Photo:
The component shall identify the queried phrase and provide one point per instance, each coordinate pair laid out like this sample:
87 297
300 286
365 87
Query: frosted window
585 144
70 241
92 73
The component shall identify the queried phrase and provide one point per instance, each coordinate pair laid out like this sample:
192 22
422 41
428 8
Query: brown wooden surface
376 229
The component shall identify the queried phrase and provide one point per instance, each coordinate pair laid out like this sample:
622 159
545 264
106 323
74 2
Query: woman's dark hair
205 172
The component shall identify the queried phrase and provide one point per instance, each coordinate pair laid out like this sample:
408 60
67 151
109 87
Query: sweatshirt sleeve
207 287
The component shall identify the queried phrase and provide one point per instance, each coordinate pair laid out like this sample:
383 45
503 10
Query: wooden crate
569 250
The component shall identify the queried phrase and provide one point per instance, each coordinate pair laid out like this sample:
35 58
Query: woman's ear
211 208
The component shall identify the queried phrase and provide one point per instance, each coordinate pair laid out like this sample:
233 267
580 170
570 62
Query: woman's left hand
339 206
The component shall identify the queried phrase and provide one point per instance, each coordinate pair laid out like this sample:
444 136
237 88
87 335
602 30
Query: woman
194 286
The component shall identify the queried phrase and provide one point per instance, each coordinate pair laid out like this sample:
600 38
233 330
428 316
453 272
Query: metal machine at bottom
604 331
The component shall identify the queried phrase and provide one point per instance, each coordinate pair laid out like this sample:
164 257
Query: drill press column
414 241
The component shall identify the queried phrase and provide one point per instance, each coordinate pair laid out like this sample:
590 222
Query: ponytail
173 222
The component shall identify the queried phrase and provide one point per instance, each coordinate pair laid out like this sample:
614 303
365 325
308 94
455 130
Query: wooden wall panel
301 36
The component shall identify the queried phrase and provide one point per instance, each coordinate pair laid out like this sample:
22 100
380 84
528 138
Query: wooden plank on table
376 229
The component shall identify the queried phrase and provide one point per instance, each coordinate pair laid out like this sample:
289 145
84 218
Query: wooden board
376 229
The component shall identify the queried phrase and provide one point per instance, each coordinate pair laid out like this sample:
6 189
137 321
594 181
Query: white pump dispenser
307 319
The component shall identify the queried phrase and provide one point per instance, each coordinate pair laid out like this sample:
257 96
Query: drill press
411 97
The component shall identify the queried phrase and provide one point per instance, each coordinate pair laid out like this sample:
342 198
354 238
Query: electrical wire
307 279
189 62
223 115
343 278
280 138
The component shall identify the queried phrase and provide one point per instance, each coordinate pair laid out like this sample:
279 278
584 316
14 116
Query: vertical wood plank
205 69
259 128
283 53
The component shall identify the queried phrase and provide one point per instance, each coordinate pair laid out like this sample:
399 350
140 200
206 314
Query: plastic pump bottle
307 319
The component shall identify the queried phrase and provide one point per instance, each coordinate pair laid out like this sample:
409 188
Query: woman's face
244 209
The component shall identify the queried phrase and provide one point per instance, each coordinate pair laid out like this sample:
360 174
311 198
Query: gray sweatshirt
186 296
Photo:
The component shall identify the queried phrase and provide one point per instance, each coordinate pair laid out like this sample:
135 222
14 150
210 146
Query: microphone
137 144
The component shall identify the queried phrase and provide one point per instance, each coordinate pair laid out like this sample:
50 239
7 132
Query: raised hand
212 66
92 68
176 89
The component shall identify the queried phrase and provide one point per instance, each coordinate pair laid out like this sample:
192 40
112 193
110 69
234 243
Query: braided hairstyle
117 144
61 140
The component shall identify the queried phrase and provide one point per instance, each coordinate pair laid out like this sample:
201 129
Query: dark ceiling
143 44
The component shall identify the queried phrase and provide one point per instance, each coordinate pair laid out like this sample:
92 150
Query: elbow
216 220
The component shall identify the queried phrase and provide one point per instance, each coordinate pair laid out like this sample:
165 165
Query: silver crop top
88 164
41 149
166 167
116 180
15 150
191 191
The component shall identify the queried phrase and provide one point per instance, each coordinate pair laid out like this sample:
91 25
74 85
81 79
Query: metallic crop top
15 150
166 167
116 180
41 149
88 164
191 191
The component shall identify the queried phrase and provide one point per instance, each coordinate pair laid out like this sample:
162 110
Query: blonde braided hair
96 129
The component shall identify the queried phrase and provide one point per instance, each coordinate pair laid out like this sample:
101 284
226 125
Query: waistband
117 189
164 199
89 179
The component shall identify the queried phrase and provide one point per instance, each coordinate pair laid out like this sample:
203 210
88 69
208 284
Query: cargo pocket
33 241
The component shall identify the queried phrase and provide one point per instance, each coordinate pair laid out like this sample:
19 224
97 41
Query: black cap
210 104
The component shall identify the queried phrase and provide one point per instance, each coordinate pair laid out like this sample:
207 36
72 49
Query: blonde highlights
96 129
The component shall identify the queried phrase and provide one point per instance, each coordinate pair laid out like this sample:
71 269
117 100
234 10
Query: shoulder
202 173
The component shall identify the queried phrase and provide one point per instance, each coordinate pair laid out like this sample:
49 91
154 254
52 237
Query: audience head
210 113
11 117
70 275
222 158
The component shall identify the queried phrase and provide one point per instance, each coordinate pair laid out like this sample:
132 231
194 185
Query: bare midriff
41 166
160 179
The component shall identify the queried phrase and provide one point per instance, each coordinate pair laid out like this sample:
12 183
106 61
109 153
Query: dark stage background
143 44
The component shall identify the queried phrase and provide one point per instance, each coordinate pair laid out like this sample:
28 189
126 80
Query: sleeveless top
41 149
•••
* **AIM OF THE EXERCISE**
Return all of the data precisely as it appears.

* **ANSWER**
Photo:
The component shall identify the queried phrase and provide one point per instance, each coordinate pair laid out like this sample:
87 297
300 286
365 87
Query: frosted window
585 144
70 241
92 73
The component shall identify the queried phrase and provide one point per instance, each coordinate pair laid out like this sample:
192 22
422 41
428 8
Query: brown wooden surface
376 229
The component shall identify the queried phrase and provide one point per instance, each coordinate pair laid out like this sample:
622 159
545 264
106 323
74 2
Query: woman's dark hair
205 172
The component shall identify the queried phrase and provide one point per instance, each coordinate pair laid out like this sample:
408 60
67 151
109 87
Query: sweatshirt sleeve
207 287
The component shall identify the queried phrase and provide one point per instance, each coordinate pair laid out like this sample:
383 45
503 10
Query: wooden crate
569 250
The component shall identify the queried phrase and provide one point per instance, each coordinate pair laid out like this sample:
35 58
Query: woman's ear
211 208
The component shall identify the queried phrase and provide one point per instance, each coordinate pair laid out like this sample:
233 267
580 170
570 62
Query: woman's left hand
339 206
The component shall identify the queried phrase and provide one point per instance, each coordinate pair laid out like this sample:
444 136
237 88
87 335
602 30
Query: woman
194 286
The component shall identify the queried phrase and provide one point per instance, each coordinate pair laid out like this sample:
600 38
233 330
428 316
453 272
Query: metal machine at bottom
604 331
The component shall identify the queried phrase and provide one point per instance, each coordinate pair laid out like this sample:
164 257
Query: drill press column
414 241
The component shall identify the queried phrase and provide one point per instance, each coordinate pair laid out like this sample:
590 222
Query: ponytail
173 222
The component shall identify the queried phrase and provide one point per instance, each coordinate pair laid out like this sample:
614 303
365 325
308 94
455 130
Query: wooden wall panel
301 36
The component shall identify the queried phrase and provide one point per instance, each coordinate pair laid out like this sample:
22 100
380 84
528 138
Query: wooden plank on table
376 229
The component shall identify the queried phrase and provide one point per instance, each coordinate pair laid out like this sample:
289 145
84 218
Query: wooden board
376 229
The component shall identify the queried phrase and provide one point per instance, each coordinate pair laid out like this sample:
6 189
137 321
594 181
Query: white pump dispenser
307 319
The component shall identify the queried phrase and provide one point per instance, each coordinate pair laid out like this sample:
257 96
Query: drill press
411 97
The component shall identify the queried phrase and provide one point per instance, each coordinate pair laid out like this sample:
342 198
354 238
Query: electrical wire
307 279
189 62
223 115
343 278
280 138
The component shall identify the queried phrase and provide one point per instance, each coordinate pair laid out like this sample:
279 278
584 316
14 116
Query: vertical wood plank
205 69
259 128
283 53
The component shall identify the queried phrase and provide one point per instance, each coordinate pair laid out like this sample:
399 350
140 200
206 314
Query: plastic pump bottle
307 319
The component shall identify the queried phrase and provide one point per instance, each coordinate pair laid out like this sample:
409 188
Query: woman's face
244 209
The component shall identify the queried phrase and provide one point per instance, each coordinate pair laid out like this sample:
360 174
311 198
Query: gray sweatshirt
186 296
Photo:
The component shall identify the queried phrase and provide one point per instance, each coordinate pair laid out like this sample:
135 222
14 150
210 146
Query: microphone
137 144
The component shall identify the queried phrase and provide one point per instance, each coordinate pair laid out like this sample:
50 239
7 132
Query: raised hand
212 66
92 68
176 89
The component shall identify the queried phrase and provide one point per instance, each coordinate pair laid out like this sample:
192 40
112 193
110 69
234 243
Query: braided hairstyle
117 144
61 140
The component shall identify the queried phrase and provide one point per instance, each coordinate pair laid out like this sample:
201 129
Query: dark ceiling
143 44
The component shall identify the queried phrase and provide one point per instance, each coordinate pair laid out like this sample:
92 150
Query: elbow
216 220
The component shall identify the queried phrase and provide one point per instance, each coordinate pair laid out like this sample:
165 165
Query: silver crop top
88 164
41 149
166 167
116 180
15 150
191 191
The component shall identify the queried phrase and provide one point per instance, each coordinate pair laid out like this sample:
91 25
74 85
81 79
Query: metallic crop top
15 150
166 167
116 180
41 149
88 164
191 191
The component shall identify the queried phrase and provide one point per instance, each coordinate pair laid out like this sample:
162 110
Query: blonde braided hair
96 129
The component shall identify the queried phrase and provide one point per instance, each coordinate pair laid out like this sample:
101 284
226 125
Query: waistband
117 189
164 199
89 179
The component shall identify the queried phrase and provide one point per instance, each coordinate pair laid out like this sample:
203 210
88 69
208 284
Query: cargo pocket
33 241
The component shall identify the queried phrase and provide one point per instance, each coordinate pair laid out like this sample:
19 224
97 41
Query: black cap
210 104
The component shall identify the queried phrase and provide one point per instance, each coordinate pair laid out like this sample:
207 36
72 49
Query: blonde highlights
96 129
The component shall identify the queried phrase and provide one point per instance, each coordinate pair laid out like this sample:
71 269
117 100
234 10
Query: shoulder
202 173
The component shall identify the queried phrase and provide one point per instance, each coordinate pair laid out like this sample:
49 91
154 254
52 237
Query: audience head
210 113
11 117
70 275
222 158
The component shall identify the queried phrase and provide one point per instance, each coordinate pair laid out like this sample:
132 231
194 185
Query: bare midriff
41 166
160 179
The component shall identify the queried phrase and provide one point per instance, each coordinate pair laid out like this sample:
12 183
106 61
109 153
Query: dark stage background
143 44
The component shall identify the queried phrase and provide one point per instance, each coordinate pair laid out like this sample:
28 189
126 80
Query: sleeveless top
41 149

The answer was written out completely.